** Begin Extracted material **

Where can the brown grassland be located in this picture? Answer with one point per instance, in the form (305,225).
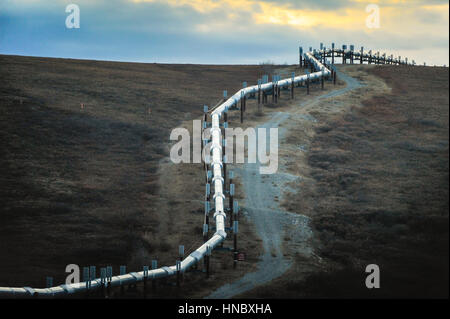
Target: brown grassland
(85,176)
(375,185)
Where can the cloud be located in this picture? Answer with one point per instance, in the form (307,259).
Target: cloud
(227,31)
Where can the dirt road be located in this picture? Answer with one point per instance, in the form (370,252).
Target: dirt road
(263,194)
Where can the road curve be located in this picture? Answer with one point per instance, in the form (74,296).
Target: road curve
(266,215)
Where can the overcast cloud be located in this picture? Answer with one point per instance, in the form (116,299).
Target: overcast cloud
(226,32)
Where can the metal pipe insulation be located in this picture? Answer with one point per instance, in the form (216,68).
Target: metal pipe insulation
(219,199)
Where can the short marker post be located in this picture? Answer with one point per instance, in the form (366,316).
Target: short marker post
(154,266)
(122,271)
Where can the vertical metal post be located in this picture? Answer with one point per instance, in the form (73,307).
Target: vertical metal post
(307,83)
(332,53)
(292,85)
(232,190)
(361,58)
(322,77)
(300,49)
(87,280)
(103,281)
(108,280)
(178,269)
(230,203)
(334,75)
(123,271)
(207,261)
(235,251)
(259,94)
(154,266)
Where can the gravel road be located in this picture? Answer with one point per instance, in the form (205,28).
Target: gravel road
(261,207)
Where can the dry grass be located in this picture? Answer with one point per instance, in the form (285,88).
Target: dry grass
(84,175)
(376,187)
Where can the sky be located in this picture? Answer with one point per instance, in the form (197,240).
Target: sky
(223,31)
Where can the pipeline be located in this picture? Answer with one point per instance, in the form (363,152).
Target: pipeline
(219,197)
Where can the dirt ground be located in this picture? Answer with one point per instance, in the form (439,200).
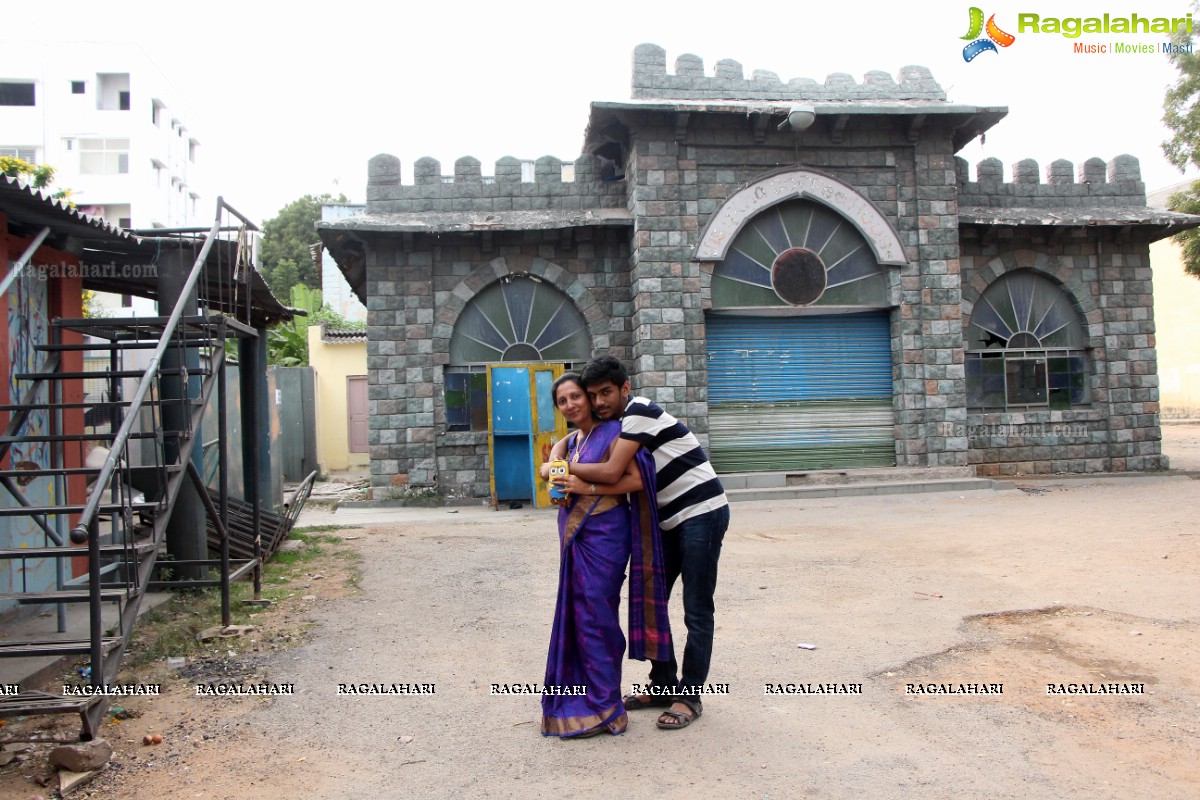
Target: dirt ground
(1081,581)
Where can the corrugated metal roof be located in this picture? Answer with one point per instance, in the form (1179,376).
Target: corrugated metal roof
(35,208)
(97,242)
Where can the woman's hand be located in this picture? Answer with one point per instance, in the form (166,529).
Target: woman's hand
(574,485)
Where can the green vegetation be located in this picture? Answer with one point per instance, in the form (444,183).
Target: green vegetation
(1182,149)
(172,629)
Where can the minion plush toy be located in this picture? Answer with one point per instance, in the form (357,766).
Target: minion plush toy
(558,470)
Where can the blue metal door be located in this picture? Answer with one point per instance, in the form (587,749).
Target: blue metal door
(511,433)
(523,428)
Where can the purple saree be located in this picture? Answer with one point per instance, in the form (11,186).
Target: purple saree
(598,536)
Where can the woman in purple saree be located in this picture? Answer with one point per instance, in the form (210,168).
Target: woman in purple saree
(601,529)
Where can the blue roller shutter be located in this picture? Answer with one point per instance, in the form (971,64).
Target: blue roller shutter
(799,392)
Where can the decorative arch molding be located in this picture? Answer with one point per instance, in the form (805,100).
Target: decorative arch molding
(453,306)
(1048,265)
(805,184)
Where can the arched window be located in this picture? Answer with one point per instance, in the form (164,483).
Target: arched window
(517,318)
(520,318)
(1026,347)
(799,253)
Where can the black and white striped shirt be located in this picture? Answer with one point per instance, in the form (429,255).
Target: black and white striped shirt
(688,486)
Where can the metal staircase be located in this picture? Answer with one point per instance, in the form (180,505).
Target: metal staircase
(153,447)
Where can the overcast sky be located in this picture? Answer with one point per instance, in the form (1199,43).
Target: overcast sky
(289,100)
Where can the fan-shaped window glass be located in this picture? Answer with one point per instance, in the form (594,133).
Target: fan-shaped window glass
(799,253)
(1026,347)
(517,318)
(520,318)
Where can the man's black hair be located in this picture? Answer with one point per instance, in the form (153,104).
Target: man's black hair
(601,368)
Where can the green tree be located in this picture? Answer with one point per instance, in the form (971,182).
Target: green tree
(287,238)
(40,175)
(1181,113)
(287,344)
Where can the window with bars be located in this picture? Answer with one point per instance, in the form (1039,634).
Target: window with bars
(1026,347)
(466,394)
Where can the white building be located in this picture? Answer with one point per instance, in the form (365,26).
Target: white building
(106,118)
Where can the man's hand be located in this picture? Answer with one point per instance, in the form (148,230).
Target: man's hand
(609,471)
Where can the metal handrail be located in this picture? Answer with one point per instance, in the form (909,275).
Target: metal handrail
(79,533)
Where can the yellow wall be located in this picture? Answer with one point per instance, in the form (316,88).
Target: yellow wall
(1177,332)
(331,365)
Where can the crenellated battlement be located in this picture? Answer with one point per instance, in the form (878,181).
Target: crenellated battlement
(1095,182)
(515,185)
(689,82)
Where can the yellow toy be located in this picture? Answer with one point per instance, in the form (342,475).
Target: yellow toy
(558,471)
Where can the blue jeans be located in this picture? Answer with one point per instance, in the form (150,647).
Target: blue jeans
(691,551)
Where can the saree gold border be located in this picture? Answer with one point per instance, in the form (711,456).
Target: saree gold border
(565,726)
(577,516)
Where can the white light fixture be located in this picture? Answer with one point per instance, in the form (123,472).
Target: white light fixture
(801,118)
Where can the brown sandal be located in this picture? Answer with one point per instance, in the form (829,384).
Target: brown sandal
(672,720)
(639,702)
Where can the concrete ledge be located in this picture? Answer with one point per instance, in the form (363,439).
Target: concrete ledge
(802,477)
(869,489)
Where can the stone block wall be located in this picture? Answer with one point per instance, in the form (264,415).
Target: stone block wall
(727,82)
(1095,184)
(469,191)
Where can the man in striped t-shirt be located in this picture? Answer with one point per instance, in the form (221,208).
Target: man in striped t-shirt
(694,515)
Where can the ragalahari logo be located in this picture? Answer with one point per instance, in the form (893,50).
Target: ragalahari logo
(995,36)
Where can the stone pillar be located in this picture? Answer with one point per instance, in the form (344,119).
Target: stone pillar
(667,316)
(930,397)
(400,367)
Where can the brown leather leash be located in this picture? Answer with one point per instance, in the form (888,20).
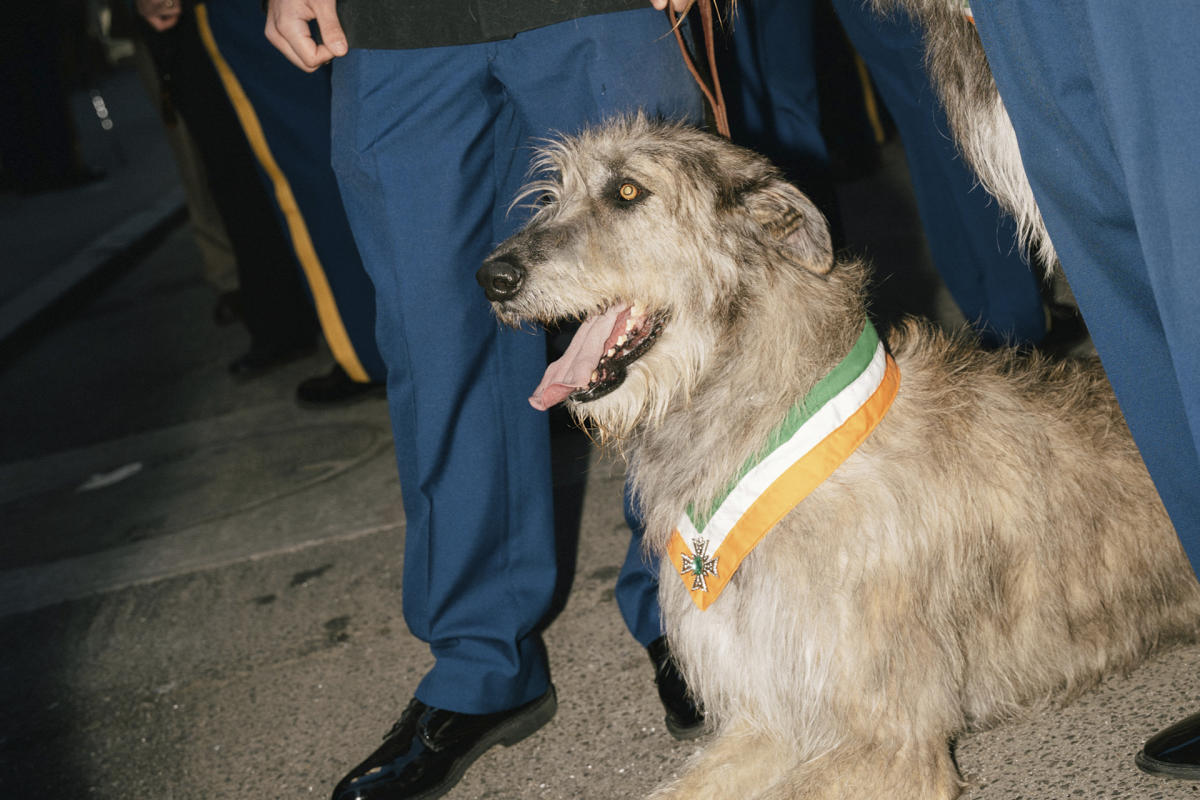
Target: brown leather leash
(712,92)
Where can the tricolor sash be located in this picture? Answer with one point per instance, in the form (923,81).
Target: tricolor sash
(820,432)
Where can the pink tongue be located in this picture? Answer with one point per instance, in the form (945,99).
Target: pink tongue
(574,370)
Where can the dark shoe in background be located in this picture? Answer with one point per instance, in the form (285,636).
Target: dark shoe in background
(228,308)
(1174,752)
(263,359)
(335,388)
(429,750)
(684,719)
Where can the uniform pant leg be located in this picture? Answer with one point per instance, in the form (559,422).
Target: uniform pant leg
(287,118)
(972,241)
(562,78)
(420,138)
(276,308)
(1117,191)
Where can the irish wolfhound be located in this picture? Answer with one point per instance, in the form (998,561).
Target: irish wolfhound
(993,541)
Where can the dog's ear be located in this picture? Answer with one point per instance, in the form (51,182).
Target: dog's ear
(787,215)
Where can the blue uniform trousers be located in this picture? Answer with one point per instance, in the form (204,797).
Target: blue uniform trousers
(430,148)
(286,115)
(1105,103)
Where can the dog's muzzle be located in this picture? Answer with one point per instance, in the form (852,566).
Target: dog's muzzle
(501,277)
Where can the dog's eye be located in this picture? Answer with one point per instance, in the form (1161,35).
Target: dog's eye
(629,191)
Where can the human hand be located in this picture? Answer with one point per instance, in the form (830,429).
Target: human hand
(678,6)
(287,29)
(160,13)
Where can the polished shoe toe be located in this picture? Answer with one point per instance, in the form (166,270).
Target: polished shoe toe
(684,716)
(1174,752)
(429,750)
(261,360)
(335,388)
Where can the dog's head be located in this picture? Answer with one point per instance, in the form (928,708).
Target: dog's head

** End Extracted material **

Request -
Write out the entries above word for word. Do not include the pictures.

Reply -
Where can the brown grassland be located in this picture? Answer with one point per instance, in the form (305,225).
Target: brown grassland
(85,176)
(375,185)
Where can the cloud be located in this picture? Answer with one point per instance, in the form (307,259).
Target: cloud
(227,31)
Where can the dirt road be located in this picture? Answer with one point per instance, in the form (370,252).
Target: dirt road
(263,194)
Where can the road curve be located in this picture? Answer with one point per instance, in the form (74,296).
Target: road curve
(266,215)
Where can the overcast cloud be located in this picture? Answer with one point per instance, in the form (116,299).
Target: overcast cloud
(226,32)
Where can the metal pipe insulation be located in this picture? Answer with one point per instance, in the form (216,68).
Target: metal pipe insulation
(219,199)
Where can the short marker post be located in this picture? Answer with one point per instance, in the form (366,316).
Target: short marker post
(154,266)
(122,271)
Where can the vertical metal post be located in this picture? Answer with one point per instance, in the form (73,307).
Target: vertical metal post
(307,83)
(332,53)
(292,85)
(232,190)
(361,58)
(322,77)
(300,49)
(87,280)
(103,281)
(108,280)
(178,269)
(230,203)
(334,75)
(123,271)
(207,261)
(235,251)
(259,94)
(154,266)
Where can the gravel road be located in this picture? Answer with one point per instance, in the form (205,28).
Target: gravel road
(261,207)
Where can the dry grass be located in this picture? Answer with one point per instance, in the form (285,88).
Target: dry grass
(84,175)
(376,187)
Where can the sky be located in this picture? Answer with one point per instance, in the form (197,240).
Target: sky
(223,31)
Where can the pipeline be located in this picture? Answer with one point per instance, in the form (363,152).
Target: pipeline
(219,197)
Where can the dirt ground be located in this picture? Answer with one point per instance, in the form (439,200).
Target: dirt ground
(1081,581)
Where can the corrugated metal roof be located in this picture? Answer with one point per instance, in the form (1179,376).
Target: corrugated metal roof
(35,208)
(97,242)
Where can the woman's hand be located in this picture? Answer with one point per instance, in the form (166,529).
Target: woman's hand
(574,485)
Where can the green vegetation be located in this picture? Answer with one point per instance, in the form (444,183).
Target: green vegetation
(1182,149)
(172,629)
Where can the minion plush toy be located in this picture? Answer with one point per instance, in the form (357,766).
Target: minion plush toy
(558,470)
Where can the blue metal door be located in this picture? Answer with one point per instance, in the form (587,749).
Target: blue metal door
(511,433)
(523,428)
Where can the purple saree be located in this picture? Answer with one point per instance, in the form (11,186).
Target: purple saree
(598,536)
Where can the woman in purple saree be located in this picture? Answer with one point per instance, in the form (210,168).
Target: woman in purple saree
(601,529)
Where can the blue roller shutter be located in this picture? Answer with one point per instance, in the form (971,64).
Target: blue roller shutter
(799,392)
Where can the decorative arch molding be located in this picture? Answer with one point per instance, in the form (805,100).
Target: decorative arch molding
(453,306)
(1048,265)
(805,184)
Where can the arched window be located in this picture? Answer with one point per instance, in the form (164,483).
Target: arched window
(517,318)
(520,318)
(1026,347)
(799,253)
Where can the black and white striped shirt be located in this picture? Answer with one point per instance, in the form (429,255).
Target: black and white striped shirt
(688,486)
Where can the metal staircase be located in this picture? Answer with one point per instance, in the form (180,505).
Target: metal staircase
(153,447)
Where can the overcast sky be located in this picture? Answer with one point per instance, in the form (1199,43).
Target: overcast sky
(289,100)
Where can the fan-shaped window glass be located in this picture? Answer with one point per instance, in the form (594,133).
Target: fan-shaped window glass
(799,253)
(1026,347)
(517,318)
(520,318)
Where can the man's black hair be located in this picture? Answer with one point per instance, in the form (153,104).
Target: man's black hair
(601,368)
Where can the green tree be located in this picture? Answer with one point per instance, in the form (971,182).
Target: green tree
(287,238)
(40,175)
(1181,113)
(287,344)
Where can the window with bars be located in this picture? Answer with one point per instance, in the form (1039,634).
Target: window with bars
(1026,347)
(466,394)
Where can the white building be located in this picture? Answer with one point per instance, in the form (365,26).
Target: white building
(106,118)
Where can the man's hand be located in this picture? Answer with one point per instance, in the form (148,230).
Target: man's hand
(609,471)
Where can the metal handrail be located in this picture? Answer with one point per instance, in the form (909,275).
Target: metal handrail
(79,533)
Where can the yellow wall be located in this picture? Answer with one point per instance, in the form (316,88).
Target: yellow wall
(1177,332)
(331,365)
Where can the crenellated battlement be located in this picture? Answer with one point per instance, in the form (878,181).
Target: crenellated battlement
(1095,182)
(515,185)
(689,82)
Where can the yellow toy be located in this picture? Answer with one point per instance, in the form (342,475).
Target: yellow toy
(558,471)
Where can the blue jeans be located in this picture? Answer with one point per instance, in the form (150,647).
Target: blue jeans
(691,551)
Where can the saree gold border be located in this picture? Answer with one point per instance, in the form (711,456).
Target: saree gold border
(565,726)
(577,516)
Where can the white light fixture be located in this picture? Answer with one point per instance, in the form (123,472).
Target: white light fixture
(801,118)
Where can the brown sandal be located in this picture? Answer with one point per instance, in the form (829,384).
Target: brown sandal
(672,720)
(639,702)
Where can the concrete ledge be located in this picture? Answer with one point per instance, in the form (363,439).
Target: concrete ledge
(802,477)
(869,489)
Where can the stone block wall be located in this picture? Answer with one point per instance, in the form (264,415).
Target: stone block wall
(727,82)
(1095,184)
(469,191)
Where can the man in striped t-shirt be located in this picture? Answer with one point per instance, in the form (221,208).
Target: man in striped t-shirt
(694,515)
Where can the ragalahari logo be located in this picture? Answer with one point per instance, in the form (893,50).
Target: ragalahari logo
(995,36)
Where can the stone pillar be located in this picture? Answer with one point per instance, in the form (344,119).
Target: stone pillar
(667,316)
(930,397)
(400,367)
Where can the brown leather leash be located in this picture? Answer with one point per instance, in the form (888,20).
Target: brown leather leash
(712,92)
Where can the tricolor sash be located in this picture? Answer with one point per instance, in the form (923,81).
Target: tricolor sash
(820,432)
Where can the pink tongue be located in this picture? Answer with one point per instance, in the form (945,99).
Target: pink tongue
(574,370)
Where can the dark shoe in background be located in this picture? Answer with one point per instance, in the form (285,636).
Target: dark shoe in background
(228,308)
(1174,752)
(263,359)
(335,388)
(429,750)
(684,719)
Where can the uniform pant leg be located in this picture? Answer with one point per instance, in the form (559,422).
Target: uniform pant leg
(287,118)
(972,241)
(562,78)
(420,138)
(276,308)
(1117,191)
Where can the irish wolfhound be located in this picture? Answer with one point per instance, in the form (998,561).
Target: irish wolfhound
(993,541)
Where can the dog's ear be located in this picture? Answer with one point per instance, in the form (51,182).
Target: dog's ear
(787,215)
Where can the blue uniform trousers be located in this picture? Answer with one point per instance, in the form (204,797).
Target: blue uniform trousers
(430,148)
(286,115)
(1105,103)
Where can the dog's muzzle be located in this picture? Answer with one point per instance, in the form (852,566).
Target: dog's muzzle
(501,277)
Where can the dog's eye be located in this picture? Answer with one point per instance, in the form (1161,35).
Target: dog's eye
(629,191)
Where can the human hand be located in this picture? Answer with one point per instance, in the form (830,429).
Target: human hand
(678,6)
(287,29)
(160,13)
Where can the polished shoe toe be located in this picture? Answer with one point per instance, in the form (166,270).
Target: polished shoe toe
(684,716)
(1174,752)
(429,750)
(261,360)
(335,388)
Where can the dog's head be located in this picture? Answer with one point per instance, in the form (928,708).
Target: dog's head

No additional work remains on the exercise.